• Exercise task: Locate every line in the material below that contains the word "wall", and copy each such line in full.

• Material for this task:
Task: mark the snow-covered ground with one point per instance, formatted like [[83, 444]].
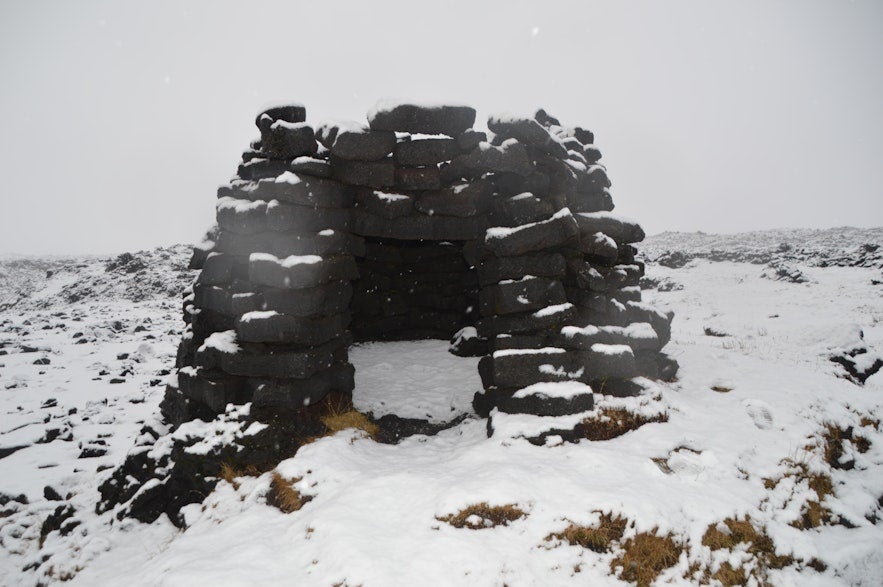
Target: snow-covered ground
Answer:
[[755, 393]]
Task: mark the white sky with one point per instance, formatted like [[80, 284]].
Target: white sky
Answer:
[[119, 119]]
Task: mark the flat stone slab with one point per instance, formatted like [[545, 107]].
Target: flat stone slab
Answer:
[[427, 119], [299, 271]]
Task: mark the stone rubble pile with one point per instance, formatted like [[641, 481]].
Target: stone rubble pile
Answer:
[[416, 225]]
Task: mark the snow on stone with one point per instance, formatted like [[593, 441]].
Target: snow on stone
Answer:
[[542, 351], [387, 197], [371, 499], [504, 231], [611, 349], [555, 389], [550, 310], [413, 379], [224, 342], [256, 316], [287, 262]]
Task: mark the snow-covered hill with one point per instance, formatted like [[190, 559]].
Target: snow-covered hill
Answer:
[[765, 458]]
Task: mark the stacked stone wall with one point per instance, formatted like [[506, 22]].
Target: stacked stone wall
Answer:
[[416, 225]]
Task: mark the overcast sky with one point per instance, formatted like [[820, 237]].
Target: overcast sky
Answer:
[[118, 120]]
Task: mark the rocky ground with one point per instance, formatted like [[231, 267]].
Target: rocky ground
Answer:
[[763, 463]]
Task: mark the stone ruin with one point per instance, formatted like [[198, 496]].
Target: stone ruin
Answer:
[[415, 226]]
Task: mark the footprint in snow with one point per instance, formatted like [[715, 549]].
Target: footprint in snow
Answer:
[[760, 413]]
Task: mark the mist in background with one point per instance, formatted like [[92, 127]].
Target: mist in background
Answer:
[[118, 120]]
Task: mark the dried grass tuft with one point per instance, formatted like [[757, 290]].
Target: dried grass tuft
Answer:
[[610, 423], [481, 515], [646, 555], [283, 496], [596, 538]]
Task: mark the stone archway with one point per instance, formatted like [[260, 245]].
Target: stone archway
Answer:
[[343, 231]]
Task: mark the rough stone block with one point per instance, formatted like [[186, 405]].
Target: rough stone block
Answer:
[[510, 156], [294, 188], [287, 217], [299, 271], [418, 178], [356, 142], [521, 295], [619, 228], [287, 140], [271, 361], [289, 113], [422, 119], [416, 152], [282, 244], [495, 269], [523, 208], [377, 174], [528, 131], [242, 216], [313, 166], [558, 230], [255, 169], [419, 227], [460, 200], [270, 326], [545, 321], [385, 204], [293, 394]]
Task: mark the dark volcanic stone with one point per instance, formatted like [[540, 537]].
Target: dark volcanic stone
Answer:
[[285, 140], [274, 327], [619, 229], [377, 174], [385, 204], [418, 119], [355, 142], [528, 131], [558, 230], [311, 166], [494, 269], [510, 157], [465, 199], [471, 139], [293, 394], [520, 209], [590, 202], [540, 321], [540, 404], [426, 151], [418, 178], [290, 113], [522, 295], [305, 219], [261, 168], [300, 271], [293, 188], [467, 343], [419, 227], [275, 361]]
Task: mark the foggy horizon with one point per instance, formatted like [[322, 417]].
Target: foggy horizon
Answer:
[[117, 122]]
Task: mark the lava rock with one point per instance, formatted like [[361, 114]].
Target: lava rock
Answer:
[[422, 119]]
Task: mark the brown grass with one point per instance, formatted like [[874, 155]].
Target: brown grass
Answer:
[[814, 513], [340, 415], [613, 422], [758, 544], [491, 516], [229, 473], [596, 538], [283, 496], [645, 556]]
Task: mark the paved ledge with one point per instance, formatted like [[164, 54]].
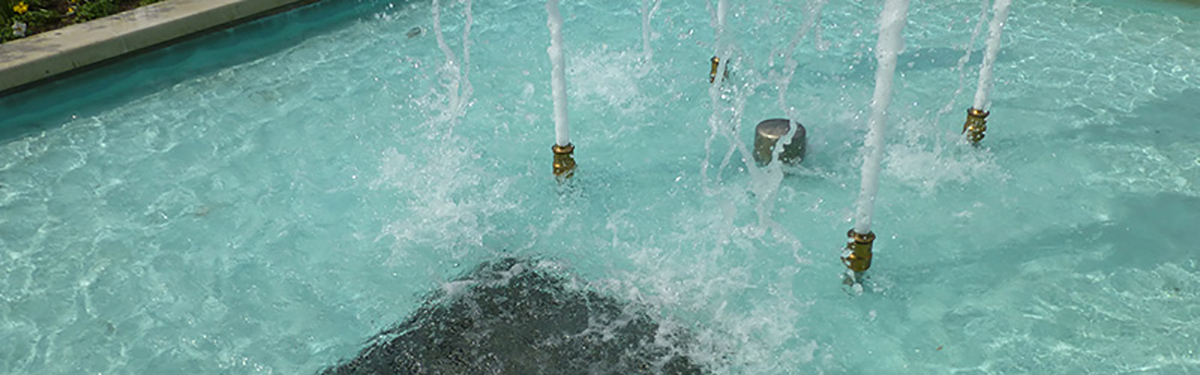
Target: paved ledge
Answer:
[[51, 53]]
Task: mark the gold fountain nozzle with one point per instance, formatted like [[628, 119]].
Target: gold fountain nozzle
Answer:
[[859, 248], [712, 73], [976, 124], [564, 164]]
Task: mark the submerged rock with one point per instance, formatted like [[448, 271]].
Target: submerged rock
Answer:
[[511, 316]]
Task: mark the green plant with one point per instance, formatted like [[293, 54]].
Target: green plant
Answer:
[[96, 9]]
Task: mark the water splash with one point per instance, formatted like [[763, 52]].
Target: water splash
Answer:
[[892, 21], [557, 73], [647, 31], [1000, 10]]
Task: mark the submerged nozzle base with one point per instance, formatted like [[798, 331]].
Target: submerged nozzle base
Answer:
[[564, 161], [976, 125]]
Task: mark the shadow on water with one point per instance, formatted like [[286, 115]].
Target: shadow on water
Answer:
[[1162, 123], [515, 316], [1143, 232], [927, 59], [123, 79]]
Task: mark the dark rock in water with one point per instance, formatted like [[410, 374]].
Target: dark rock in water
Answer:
[[414, 31], [511, 316]]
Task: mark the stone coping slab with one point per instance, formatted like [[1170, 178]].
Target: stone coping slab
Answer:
[[45, 55]]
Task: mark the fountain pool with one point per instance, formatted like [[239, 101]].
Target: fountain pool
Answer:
[[267, 198]]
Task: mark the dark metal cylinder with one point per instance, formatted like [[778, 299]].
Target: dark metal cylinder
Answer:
[[768, 134]]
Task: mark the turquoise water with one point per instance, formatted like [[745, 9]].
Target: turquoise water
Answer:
[[267, 198]]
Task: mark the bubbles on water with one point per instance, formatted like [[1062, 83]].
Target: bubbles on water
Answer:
[[609, 77]]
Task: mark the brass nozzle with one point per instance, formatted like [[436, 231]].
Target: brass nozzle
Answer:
[[712, 73], [859, 245], [564, 164], [976, 125]]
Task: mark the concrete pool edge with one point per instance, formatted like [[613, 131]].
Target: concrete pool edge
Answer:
[[43, 57]]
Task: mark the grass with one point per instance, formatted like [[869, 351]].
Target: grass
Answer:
[[41, 16]]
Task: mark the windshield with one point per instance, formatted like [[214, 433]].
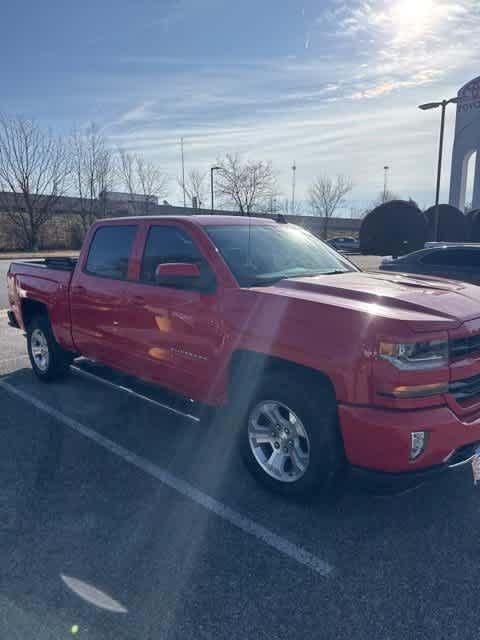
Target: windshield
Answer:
[[260, 255]]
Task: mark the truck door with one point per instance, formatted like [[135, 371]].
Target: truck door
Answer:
[[97, 297], [174, 330]]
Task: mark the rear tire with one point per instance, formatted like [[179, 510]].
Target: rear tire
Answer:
[[289, 437], [49, 361]]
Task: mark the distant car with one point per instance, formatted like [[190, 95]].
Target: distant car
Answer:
[[454, 261], [344, 243]]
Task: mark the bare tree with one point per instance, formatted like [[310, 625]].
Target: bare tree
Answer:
[[195, 187], [296, 208], [141, 177], [33, 172], [251, 186], [384, 196], [92, 167], [327, 195]]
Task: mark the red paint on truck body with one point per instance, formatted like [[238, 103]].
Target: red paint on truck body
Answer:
[[332, 324]]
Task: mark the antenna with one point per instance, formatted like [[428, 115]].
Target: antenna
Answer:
[[183, 175], [385, 168], [294, 169]]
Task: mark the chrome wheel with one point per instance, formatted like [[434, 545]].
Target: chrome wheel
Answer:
[[40, 350], [279, 441]]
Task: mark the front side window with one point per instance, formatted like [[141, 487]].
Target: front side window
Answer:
[[171, 244], [110, 251], [451, 258], [261, 255]]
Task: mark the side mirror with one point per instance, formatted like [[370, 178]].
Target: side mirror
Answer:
[[176, 271]]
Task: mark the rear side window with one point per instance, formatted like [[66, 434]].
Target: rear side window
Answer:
[[170, 244], [110, 252]]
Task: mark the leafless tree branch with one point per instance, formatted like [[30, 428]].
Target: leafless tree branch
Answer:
[[249, 186], [327, 195], [34, 167]]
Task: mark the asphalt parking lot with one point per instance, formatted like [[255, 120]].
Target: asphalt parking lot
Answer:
[[119, 519]]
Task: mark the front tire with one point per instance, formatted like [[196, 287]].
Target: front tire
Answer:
[[289, 437], [49, 361]]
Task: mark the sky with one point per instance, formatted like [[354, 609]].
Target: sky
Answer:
[[333, 85]]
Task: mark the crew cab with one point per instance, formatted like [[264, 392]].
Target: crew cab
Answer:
[[320, 367]]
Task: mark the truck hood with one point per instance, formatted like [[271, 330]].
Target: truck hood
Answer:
[[426, 303]]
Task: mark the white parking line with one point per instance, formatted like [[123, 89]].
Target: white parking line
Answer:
[[182, 487]]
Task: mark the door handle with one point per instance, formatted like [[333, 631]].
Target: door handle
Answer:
[[139, 300], [79, 289]]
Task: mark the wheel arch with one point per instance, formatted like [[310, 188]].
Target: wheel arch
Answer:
[[30, 309]]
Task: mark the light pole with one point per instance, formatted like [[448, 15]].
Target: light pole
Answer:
[[426, 107], [294, 169], [212, 169]]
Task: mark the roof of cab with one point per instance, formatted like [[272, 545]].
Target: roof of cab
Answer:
[[200, 220]]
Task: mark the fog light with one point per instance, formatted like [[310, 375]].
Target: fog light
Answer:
[[418, 442]]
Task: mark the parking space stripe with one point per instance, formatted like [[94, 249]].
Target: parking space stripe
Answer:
[[245, 524]]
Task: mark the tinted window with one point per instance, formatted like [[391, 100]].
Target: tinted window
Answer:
[[259, 255], [110, 251], [170, 244], [453, 258]]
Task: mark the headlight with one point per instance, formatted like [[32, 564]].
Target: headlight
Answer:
[[415, 355]]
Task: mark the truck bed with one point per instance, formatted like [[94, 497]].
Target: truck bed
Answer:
[[54, 262], [44, 281]]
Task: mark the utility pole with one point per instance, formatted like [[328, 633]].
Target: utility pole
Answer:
[[212, 169], [294, 169], [183, 175], [425, 107]]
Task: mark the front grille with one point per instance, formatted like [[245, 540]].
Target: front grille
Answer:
[[466, 389], [463, 454], [467, 346]]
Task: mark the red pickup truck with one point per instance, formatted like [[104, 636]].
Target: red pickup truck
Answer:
[[322, 367]]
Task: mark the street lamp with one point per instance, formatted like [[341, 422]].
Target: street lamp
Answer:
[[426, 107], [385, 168], [212, 169]]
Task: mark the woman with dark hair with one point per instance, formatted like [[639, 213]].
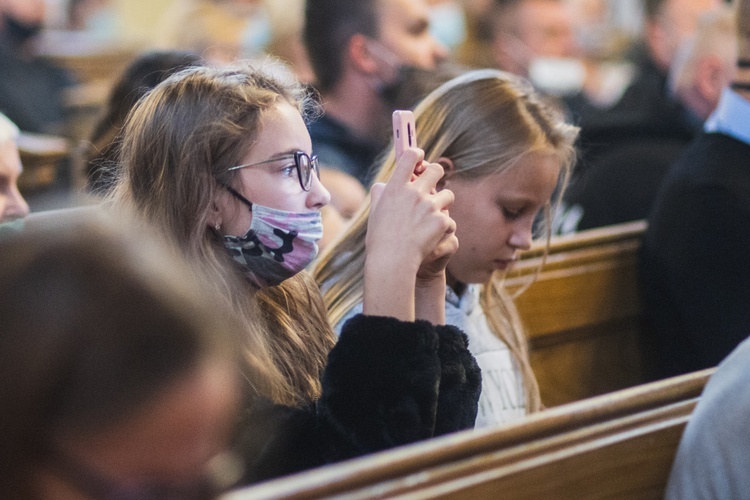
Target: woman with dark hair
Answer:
[[99, 153], [220, 160]]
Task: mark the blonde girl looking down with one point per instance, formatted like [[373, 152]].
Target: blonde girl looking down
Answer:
[[504, 153]]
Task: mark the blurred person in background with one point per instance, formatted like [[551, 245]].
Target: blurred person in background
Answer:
[[621, 182], [98, 155], [693, 263], [219, 30], [31, 89], [12, 204], [360, 51]]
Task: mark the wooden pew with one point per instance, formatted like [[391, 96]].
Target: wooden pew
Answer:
[[583, 312], [40, 157], [618, 445]]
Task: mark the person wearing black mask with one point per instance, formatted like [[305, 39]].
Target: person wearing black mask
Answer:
[[359, 52], [30, 87]]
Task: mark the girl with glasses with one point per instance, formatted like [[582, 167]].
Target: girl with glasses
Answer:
[[221, 161], [504, 153]]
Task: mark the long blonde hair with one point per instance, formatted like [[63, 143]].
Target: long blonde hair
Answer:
[[178, 143], [484, 121]]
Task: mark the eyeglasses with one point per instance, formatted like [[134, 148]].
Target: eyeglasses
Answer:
[[305, 164]]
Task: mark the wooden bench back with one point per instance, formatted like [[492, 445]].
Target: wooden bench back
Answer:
[[583, 313], [618, 445]]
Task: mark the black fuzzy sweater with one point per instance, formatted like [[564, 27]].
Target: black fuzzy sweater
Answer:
[[387, 383]]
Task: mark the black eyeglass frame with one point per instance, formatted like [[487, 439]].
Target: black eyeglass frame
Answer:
[[305, 181]]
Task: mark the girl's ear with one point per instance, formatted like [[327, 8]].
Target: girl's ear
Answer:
[[359, 55], [449, 168], [214, 219]]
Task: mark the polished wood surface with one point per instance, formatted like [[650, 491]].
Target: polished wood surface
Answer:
[[618, 445], [582, 312], [40, 157]]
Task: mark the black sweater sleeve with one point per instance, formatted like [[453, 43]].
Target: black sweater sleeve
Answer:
[[387, 383]]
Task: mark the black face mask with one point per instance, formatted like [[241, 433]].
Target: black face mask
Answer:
[[18, 32]]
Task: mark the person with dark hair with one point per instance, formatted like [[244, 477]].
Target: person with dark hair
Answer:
[[641, 135], [693, 266], [358, 50], [118, 377], [12, 204], [31, 88], [99, 153]]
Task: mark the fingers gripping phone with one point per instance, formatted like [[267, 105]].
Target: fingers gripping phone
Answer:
[[404, 132]]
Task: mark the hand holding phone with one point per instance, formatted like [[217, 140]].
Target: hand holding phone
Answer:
[[405, 135]]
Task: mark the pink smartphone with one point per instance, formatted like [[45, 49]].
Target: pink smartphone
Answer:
[[404, 132]]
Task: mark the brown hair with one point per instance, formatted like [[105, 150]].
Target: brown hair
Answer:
[[178, 144], [95, 324]]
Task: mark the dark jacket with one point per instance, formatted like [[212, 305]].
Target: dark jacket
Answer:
[[695, 274], [387, 383]]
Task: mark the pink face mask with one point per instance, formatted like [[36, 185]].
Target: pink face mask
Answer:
[[278, 245]]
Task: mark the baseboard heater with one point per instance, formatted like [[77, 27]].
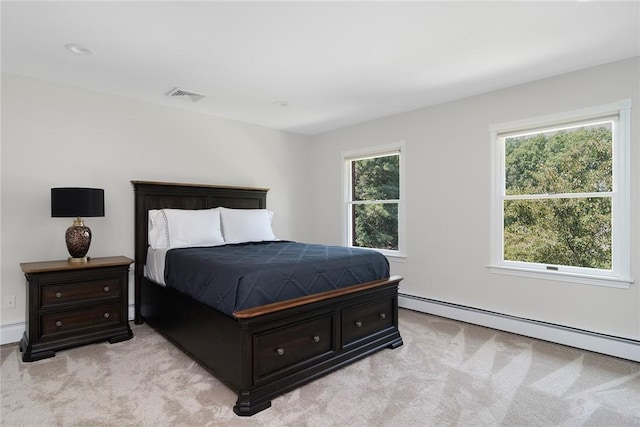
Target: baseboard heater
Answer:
[[600, 343]]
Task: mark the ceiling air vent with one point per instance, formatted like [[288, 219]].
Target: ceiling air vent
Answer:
[[180, 93]]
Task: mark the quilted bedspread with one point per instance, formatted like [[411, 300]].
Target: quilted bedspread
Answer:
[[235, 277]]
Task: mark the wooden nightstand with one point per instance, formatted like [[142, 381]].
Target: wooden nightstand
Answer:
[[74, 304]]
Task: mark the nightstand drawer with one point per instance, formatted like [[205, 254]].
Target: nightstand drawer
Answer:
[[69, 321], [110, 287]]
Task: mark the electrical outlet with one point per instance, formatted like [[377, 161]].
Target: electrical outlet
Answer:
[[10, 302]]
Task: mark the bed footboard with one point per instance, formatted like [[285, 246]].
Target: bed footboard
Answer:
[[266, 355]]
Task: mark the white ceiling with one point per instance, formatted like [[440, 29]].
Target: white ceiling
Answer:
[[335, 63]]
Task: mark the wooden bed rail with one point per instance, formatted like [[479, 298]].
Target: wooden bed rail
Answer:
[[296, 302]]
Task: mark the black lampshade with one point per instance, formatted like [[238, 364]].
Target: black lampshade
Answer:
[[77, 202]]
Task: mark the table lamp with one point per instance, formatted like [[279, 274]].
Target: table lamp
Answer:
[[74, 202]]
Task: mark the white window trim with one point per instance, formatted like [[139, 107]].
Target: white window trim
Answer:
[[620, 275], [379, 150]]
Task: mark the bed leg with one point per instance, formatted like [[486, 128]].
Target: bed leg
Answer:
[[244, 407]]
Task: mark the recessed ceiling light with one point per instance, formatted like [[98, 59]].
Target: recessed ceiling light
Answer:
[[78, 49]]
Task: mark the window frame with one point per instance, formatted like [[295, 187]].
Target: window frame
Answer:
[[620, 274], [347, 185]]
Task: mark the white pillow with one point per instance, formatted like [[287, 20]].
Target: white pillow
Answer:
[[180, 228], [246, 225]]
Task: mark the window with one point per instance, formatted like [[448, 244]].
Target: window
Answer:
[[374, 206], [561, 195]]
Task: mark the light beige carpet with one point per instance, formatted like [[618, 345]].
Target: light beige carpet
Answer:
[[447, 373]]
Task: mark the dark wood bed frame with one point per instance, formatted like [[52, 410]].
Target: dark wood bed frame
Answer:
[[265, 351]]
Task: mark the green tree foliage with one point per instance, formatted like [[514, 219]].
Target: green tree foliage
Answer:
[[566, 230], [376, 224]]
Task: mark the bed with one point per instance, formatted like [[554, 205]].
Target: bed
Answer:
[[261, 351]]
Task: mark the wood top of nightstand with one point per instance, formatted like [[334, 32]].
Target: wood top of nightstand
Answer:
[[64, 265]]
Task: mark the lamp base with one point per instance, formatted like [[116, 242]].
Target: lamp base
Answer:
[[83, 260], [78, 239]]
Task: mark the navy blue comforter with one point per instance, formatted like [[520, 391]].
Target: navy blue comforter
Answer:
[[230, 278]]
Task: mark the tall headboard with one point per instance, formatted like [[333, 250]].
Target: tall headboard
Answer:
[[159, 195]]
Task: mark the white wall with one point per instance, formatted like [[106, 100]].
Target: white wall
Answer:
[[448, 192], [54, 135]]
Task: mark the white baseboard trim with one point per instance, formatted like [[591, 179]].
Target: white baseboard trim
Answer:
[[12, 333], [586, 340]]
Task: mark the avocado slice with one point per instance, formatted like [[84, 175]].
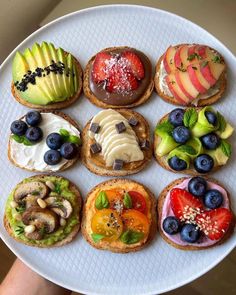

• Result:
Task: mark the stacked stone wall with one point per instance, formatted like [[506, 22]].
Target: stacked stone wall
Task: mark the white wall with one point per instance, formatted like [[106, 100]].
Target: white wall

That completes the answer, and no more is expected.